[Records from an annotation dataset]
------
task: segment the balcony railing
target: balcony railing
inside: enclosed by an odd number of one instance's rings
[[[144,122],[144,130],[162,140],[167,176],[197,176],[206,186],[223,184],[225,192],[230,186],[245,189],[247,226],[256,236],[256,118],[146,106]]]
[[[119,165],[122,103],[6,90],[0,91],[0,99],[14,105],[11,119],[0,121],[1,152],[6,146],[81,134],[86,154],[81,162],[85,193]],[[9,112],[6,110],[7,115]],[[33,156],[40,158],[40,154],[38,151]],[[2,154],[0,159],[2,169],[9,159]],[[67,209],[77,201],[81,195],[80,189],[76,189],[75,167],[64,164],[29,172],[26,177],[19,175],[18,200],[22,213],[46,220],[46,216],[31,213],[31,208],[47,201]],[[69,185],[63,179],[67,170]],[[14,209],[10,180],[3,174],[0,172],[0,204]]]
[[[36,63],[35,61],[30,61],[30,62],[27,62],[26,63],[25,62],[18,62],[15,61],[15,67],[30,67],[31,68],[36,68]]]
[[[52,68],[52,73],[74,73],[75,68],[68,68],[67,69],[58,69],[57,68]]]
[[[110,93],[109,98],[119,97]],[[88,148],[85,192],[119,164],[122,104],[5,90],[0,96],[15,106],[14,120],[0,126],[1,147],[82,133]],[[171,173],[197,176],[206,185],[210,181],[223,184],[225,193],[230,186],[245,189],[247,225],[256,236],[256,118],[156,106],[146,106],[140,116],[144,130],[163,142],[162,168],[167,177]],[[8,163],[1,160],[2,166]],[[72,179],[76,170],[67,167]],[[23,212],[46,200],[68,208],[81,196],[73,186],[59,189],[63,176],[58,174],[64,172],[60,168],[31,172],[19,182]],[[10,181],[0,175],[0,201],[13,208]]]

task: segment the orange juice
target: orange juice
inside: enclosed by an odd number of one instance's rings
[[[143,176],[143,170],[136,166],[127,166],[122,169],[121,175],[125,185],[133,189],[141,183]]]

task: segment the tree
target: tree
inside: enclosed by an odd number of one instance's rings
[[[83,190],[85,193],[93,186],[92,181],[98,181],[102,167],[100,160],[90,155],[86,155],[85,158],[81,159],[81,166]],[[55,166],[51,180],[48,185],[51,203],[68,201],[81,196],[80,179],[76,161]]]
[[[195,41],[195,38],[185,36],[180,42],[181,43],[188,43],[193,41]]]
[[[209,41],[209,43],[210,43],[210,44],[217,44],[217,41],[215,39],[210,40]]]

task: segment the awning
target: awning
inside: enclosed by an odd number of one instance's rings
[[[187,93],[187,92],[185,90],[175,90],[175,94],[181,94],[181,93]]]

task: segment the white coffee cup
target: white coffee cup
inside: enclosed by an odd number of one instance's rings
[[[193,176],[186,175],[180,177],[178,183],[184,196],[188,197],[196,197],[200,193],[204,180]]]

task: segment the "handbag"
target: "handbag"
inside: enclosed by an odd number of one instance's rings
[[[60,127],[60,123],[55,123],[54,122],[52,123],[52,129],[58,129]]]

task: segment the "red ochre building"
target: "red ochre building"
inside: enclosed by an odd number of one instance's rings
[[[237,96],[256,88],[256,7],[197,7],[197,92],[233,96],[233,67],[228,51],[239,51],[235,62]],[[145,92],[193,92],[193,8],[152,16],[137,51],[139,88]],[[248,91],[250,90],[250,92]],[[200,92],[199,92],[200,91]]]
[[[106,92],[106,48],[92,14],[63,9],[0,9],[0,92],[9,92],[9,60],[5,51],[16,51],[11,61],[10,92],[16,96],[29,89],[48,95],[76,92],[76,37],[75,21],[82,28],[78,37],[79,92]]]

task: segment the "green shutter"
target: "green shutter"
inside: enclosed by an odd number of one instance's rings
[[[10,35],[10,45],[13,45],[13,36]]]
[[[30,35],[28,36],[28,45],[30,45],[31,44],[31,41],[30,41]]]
------
Give back exactly the lines from the one containing "task: segment the awning" to the end of the material, both ends included.

task: segment the awning
target: awning
inside: enclosed by an odd number of one instance's rings
[[[187,93],[187,92],[185,90],[175,90],[175,94],[181,94],[181,93]]]

task: segment the white coffee cup
target: white coffee cup
inside: enclosed by an odd number of one instance's rings
[[[193,176],[186,175],[180,177],[178,183],[184,196],[188,197],[196,197],[200,193],[204,180]]]

task: segment the "handbag"
target: "handbag"
inside: enclosed by an odd number of one instance's rings
[[[60,127],[60,123],[55,123],[54,122],[52,123],[52,129],[58,129]]]

task: segment the "red ochre building"
target: "red ochre building"
inside: enclosed by an odd number of one instance's rings
[[[237,96],[256,88],[256,7],[197,7],[197,92],[233,96],[233,67],[228,51],[239,51],[235,62]],[[145,92],[193,92],[193,8],[152,16],[137,51],[139,88]],[[248,91],[250,90],[250,92]],[[200,92],[199,92],[200,91]]]
[[[106,92],[106,48],[92,14],[63,9],[0,9],[0,92],[9,92],[9,60],[5,51],[16,51],[11,61],[10,92],[16,96],[29,89],[48,95],[76,92],[76,37],[75,21],[82,28],[78,37],[79,92]]]

task: segment the "green shutter"
target: "green shutter"
inside: enclosed by an odd number of one instance's rings
[[[10,35],[10,45],[13,45],[13,36]]]
[[[30,35],[28,36],[28,45],[30,45],[31,44],[31,41],[30,41]]]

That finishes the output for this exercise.